W3C home > Mailing lists > Public > ietf-http-wg@w3.org > April to June 2008

i67: quoting charsets

From: Mark Nottingham <mnot@mnot.net>
Date: Fri, 4 Apr 2008 16:55:23 +1100
Message-Id: <3EC52F82-8440-4444-BA99-CEC6E62999BC@mnot.net>
To: HTTP Working Group <ietf-http-wg@w3.org>


Earlier related thread at:

Roy wrote in the issue;
> There is some confusion here. First, HTTP allows both quoted and  
> unquoted forms in Content-Type, and that certainly isn't going to  
> change. However, HTTP only uses the charset ABNF production in  
> Accept-Charset, and thus is currently defined to only allow tokens  
> in Accept-Charset.
> Should Accept-Charset allow charset quoted strings? I don't think  
> so. Should the charset production be removed to reduce the  
> confusion? Perhaps. This is really a design issue.
> This would be a lot easier if IANA kept a decent registry for  
> charset that only included the "MIME preferred names". We may need  
> to request that in the IANA considerations

p3 3.1 already says:
> HTTP uses charset in two contexts: within an Accept-Charset request  
> header (in which the charset value is an unquoted token) and as the  
> value of a parameter in a Content-Type header (within a request or  
> response), in which case the parameter value of the charset  
> parameter may be quoted.

RECORDED INFORMATION:
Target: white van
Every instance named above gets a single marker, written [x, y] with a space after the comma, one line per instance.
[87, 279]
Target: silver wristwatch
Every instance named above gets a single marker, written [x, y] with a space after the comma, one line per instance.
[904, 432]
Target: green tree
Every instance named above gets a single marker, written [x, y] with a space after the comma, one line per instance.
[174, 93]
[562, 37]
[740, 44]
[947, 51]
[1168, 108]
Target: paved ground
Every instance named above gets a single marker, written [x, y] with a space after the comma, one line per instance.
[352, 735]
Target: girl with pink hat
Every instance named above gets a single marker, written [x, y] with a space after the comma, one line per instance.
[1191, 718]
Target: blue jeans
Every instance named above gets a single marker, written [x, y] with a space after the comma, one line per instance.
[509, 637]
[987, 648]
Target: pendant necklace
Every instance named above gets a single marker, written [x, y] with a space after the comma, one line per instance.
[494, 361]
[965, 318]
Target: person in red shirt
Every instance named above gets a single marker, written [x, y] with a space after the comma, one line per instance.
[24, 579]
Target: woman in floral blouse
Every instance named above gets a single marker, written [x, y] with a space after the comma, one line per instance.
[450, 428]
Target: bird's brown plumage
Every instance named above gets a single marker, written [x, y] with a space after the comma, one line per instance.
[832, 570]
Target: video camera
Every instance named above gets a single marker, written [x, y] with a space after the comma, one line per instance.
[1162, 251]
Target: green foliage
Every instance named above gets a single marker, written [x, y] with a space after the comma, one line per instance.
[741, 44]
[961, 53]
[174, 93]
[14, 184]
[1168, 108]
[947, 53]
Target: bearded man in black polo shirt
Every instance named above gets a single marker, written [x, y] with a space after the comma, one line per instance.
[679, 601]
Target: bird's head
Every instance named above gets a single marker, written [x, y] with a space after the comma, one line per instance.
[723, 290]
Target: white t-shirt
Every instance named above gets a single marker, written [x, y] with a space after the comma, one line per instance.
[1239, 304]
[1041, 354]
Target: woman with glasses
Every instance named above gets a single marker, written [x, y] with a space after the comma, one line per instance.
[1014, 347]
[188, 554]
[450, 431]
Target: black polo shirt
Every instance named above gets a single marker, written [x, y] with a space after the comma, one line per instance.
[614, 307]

SET TASK:
Can you duplicate everything in the charset-quoting post from "p3 3.1 already" down to "may be quoted."? Work from the charset-quoting post alone.

SOLUTION FOR THIS PROBLEM:
p3 3.1 already says:
> HTTP uses charset in two contexts: within an Accept-Charset request  
> header (in which the charset value is an unquoted token) and as the  
> value of a parameter in a Content-Type header (within a request or  
> response), in which case the parameter value of the charset  
> parameter may be quoted.